Reproduce every one of the records below word for word, but leave the pictures out of your answer.

(Source records)

__________

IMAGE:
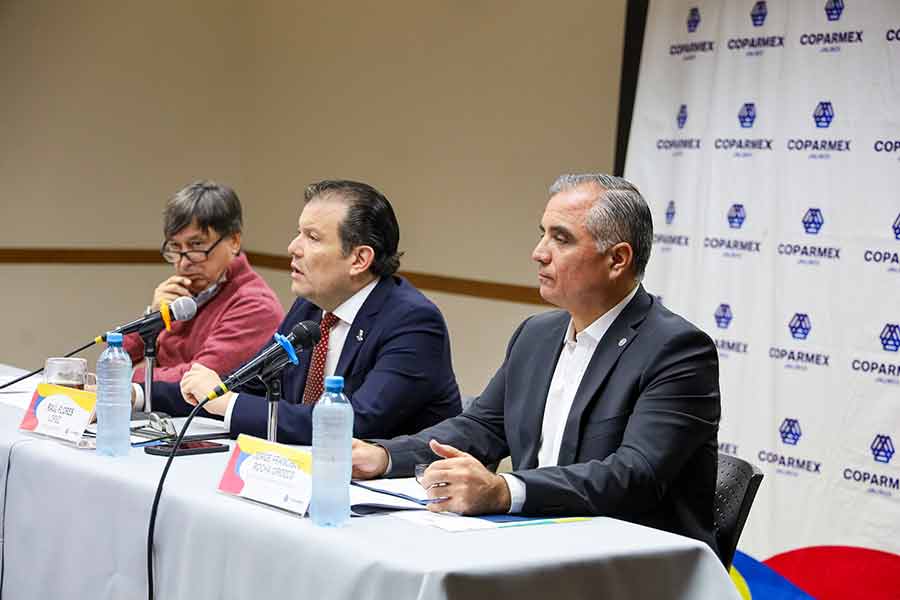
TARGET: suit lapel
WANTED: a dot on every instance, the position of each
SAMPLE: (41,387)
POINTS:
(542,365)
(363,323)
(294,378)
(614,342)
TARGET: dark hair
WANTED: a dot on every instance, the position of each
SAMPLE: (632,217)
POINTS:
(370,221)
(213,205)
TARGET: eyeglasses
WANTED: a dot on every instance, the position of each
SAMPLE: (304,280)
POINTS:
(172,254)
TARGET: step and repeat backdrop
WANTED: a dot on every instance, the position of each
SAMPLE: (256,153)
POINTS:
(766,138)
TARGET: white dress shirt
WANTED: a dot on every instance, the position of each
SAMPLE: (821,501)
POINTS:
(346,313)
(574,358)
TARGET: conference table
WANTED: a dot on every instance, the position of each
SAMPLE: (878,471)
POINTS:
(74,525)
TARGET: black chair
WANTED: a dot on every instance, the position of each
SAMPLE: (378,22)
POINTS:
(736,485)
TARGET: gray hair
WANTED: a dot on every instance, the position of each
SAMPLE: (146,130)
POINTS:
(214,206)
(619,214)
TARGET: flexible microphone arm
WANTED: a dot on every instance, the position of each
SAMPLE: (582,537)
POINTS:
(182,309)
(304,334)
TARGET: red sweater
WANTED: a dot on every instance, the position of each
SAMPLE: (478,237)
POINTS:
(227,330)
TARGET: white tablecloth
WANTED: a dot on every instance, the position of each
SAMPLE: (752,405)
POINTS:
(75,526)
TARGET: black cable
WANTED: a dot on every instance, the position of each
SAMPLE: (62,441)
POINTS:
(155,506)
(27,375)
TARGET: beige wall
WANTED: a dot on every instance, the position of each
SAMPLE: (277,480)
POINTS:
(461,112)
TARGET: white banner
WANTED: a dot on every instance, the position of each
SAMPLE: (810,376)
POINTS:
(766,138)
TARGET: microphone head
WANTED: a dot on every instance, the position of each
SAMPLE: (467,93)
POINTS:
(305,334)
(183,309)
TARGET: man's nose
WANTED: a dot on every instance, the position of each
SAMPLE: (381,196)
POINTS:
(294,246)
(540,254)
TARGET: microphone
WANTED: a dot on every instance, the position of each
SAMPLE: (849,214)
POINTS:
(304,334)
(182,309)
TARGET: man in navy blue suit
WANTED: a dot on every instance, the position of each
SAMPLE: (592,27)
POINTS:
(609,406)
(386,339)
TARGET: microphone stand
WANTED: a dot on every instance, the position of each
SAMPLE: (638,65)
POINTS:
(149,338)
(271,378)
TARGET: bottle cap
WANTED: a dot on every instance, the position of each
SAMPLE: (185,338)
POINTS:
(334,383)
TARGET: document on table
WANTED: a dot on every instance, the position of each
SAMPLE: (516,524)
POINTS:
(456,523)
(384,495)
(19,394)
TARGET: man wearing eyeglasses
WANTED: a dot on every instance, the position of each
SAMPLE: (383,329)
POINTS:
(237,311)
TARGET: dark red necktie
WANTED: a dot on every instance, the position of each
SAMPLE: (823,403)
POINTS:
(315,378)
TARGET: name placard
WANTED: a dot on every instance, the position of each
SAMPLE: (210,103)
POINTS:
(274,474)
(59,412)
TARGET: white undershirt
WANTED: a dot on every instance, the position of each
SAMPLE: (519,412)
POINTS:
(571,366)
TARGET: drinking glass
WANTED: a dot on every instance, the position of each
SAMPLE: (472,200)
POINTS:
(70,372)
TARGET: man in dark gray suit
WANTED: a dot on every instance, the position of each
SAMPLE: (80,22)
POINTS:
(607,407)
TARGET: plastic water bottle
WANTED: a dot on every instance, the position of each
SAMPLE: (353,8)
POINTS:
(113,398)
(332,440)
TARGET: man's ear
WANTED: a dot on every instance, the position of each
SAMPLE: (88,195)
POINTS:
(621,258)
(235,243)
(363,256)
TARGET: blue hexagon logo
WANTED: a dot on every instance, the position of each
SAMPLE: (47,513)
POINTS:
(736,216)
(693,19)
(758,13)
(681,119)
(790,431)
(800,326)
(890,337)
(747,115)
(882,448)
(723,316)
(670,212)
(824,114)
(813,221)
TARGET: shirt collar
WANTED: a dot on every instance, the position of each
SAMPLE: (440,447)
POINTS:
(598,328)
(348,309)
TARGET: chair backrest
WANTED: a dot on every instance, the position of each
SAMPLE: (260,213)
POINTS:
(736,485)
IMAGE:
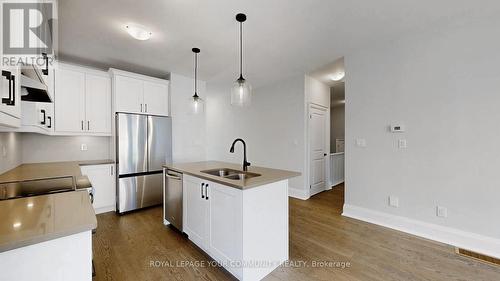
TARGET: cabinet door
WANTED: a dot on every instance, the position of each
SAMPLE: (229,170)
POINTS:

__________

> EXERCISE SOLUTION:
IMAGE:
TARGET: suit lapel
WANTED: a dot on every instance, the position of each
SAMPLE: (41,387)
POINTS:
(542,365)
(363,323)
(294,378)
(614,342)
TARGET: dark hair
WANTED: a dot on every instance, the position of each
SAMPLE: (632,217)
POINTS:
(370,221)
(213,205)
TARGET: eyeglasses
WANTED: a dot on every instance, the position of each
SAMPLE: (304,280)
POINTS:
(172,254)
TARGET: step and repeat backdrop
WANTED: a dot on every instance, the position of each
SAMPLE: (256,153)
POINTS:
(766,138)
TARGET: white dress shirt
WANTED: a dot on every instance, the position of each
SAMPLE: (821,501)
POINTS:
(346,313)
(574,358)
TARGET: conference table
WANTED: a dot on every instance, the position of each
SAMPLE: (878,471)
POINTS:
(74,525)
TARGET: black chair
WANTED: a dot on every instance, the position of each
SAMPLE: (378,22)
POINTS:
(736,485)
TARGET: gray hair
WANTED: a dot on every instance, the position of each
SAMPLE: (146,130)
POINTS:
(214,206)
(619,214)
TARGET: flexible microphone arm
WANTED: a dot on every instance, the position of each
SAMPLE: (582,537)
POINTS:
(182,309)
(304,334)
TARGET: red sweater
WANTED: a dot on every instance, the position of each
SAMPLE: (478,237)
POINTS:
(227,330)
TARGET: white tablecloth
WANTED: a dot on every instance, the position of each
SAMPLE: (752,405)
POINTS:
(75,526)
TARGET: black cable
WANTED: a dot on every instance, the position of each
SAMPLE: (62,441)
POINTS:
(155,506)
(27,375)
TARGET: beige wall
WANTED: a dot on every instance, the position of each
SAMPLE: (277,480)
POINTS:
(461,112)
TARGET: white banner
WANTED: a dot on every instance, the position of each
SAMPLE: (810,376)
POINTS:
(766,138)
TARGET: microphone head
WANTED: a dot on every instance, the position of each
SAMPLE: (467,93)
POINTS:
(305,334)
(183,309)
TARGET: man's nose
WANTED: a dot on every instance, the position of each
SAMPLE: (381,196)
POINTS:
(294,246)
(540,254)
TARGET: microphone
WANTED: a dot on every instance, the position of each
SAMPLE: (849,214)
POINTS:
(304,334)
(182,309)
TARGET: man in navy blue suit
WANTED: a dot on every instance, the position of each
SAMPLE: (592,27)
POINTS:
(609,406)
(386,339)
TARGET: microphone stand
WANTED: a dot on every instance, the position of each
SAMPLE: (638,65)
POINTS:
(149,338)
(271,378)
TARGET: bottle cap
WANTED: a dot on every instance, the position of each
SAMPLE: (185,338)
POINTS:
(334,383)
TARGET: document on table
WANTED: a dot on every instance, the position of each
SAMPLE: (516,524)
POINTS:
(456,523)
(384,495)
(19,394)
TARGET: man wearing eyeglasses
WANTED: a dot on every instance, the position of each
SAMPLE: (383,329)
POINTS:
(237,311)
TARGET: dark red necktie
WANTED: a dot on every instance, the position of each
SAMPLE: (823,403)
POINTS:
(315,378)
TARGET: name placard
WANTED: a dot on every instance, the position of each
SAMPLE: (210,103)
POINTS:
(274,474)
(59,412)
TARGET: white undershirt
WANTED: a dot on every instance, the position of each
SAMPLE: (519,412)
POINTS:
(571,366)
TARGET: drinking glass
WANTED: a dot on every instance, the position of each
SAMPLE: (472,200)
POINTS:
(70,372)
TARGET: man in dark gray suit
WANTED: a dot on every instance, the position of each
SAMPLE: (80,22)
POINTS:
(607,407)
TARGET: plastic water bottle
WANTED: a dot on every instance, the position of each
SAMPLE: (353,8)
POINTS:
(113,398)
(332,440)
TARGET: man's ear
WANTED: a dot on every instance, the position of each
SAMPLE: (88,195)
POINTS:
(621,258)
(235,243)
(363,256)
TARGET: blue hexagon logo
WANTED: a dot on every instance, the position of each
SAMPLE: (47,513)
POINTS:
(736,216)
(693,19)
(758,13)
(681,119)
(790,431)
(800,326)
(890,337)
(747,115)
(882,448)
(723,316)
(670,212)
(824,114)
(813,221)
TARGET: shirt collar
WANTED: a dot on every instance, the position of each
SAMPLE: (440,447)
POINTS:
(598,328)
(348,309)
TARGET: chair backrest
WANTED: a dot on every instance, the position of each
SAMPLE: (260,213)
POINTS:
(736,485)
IMAGE:
TARGET: cabinet door
WANTED: a dot on every instance, the position of each
SAMPLE: (229,170)
POINTS:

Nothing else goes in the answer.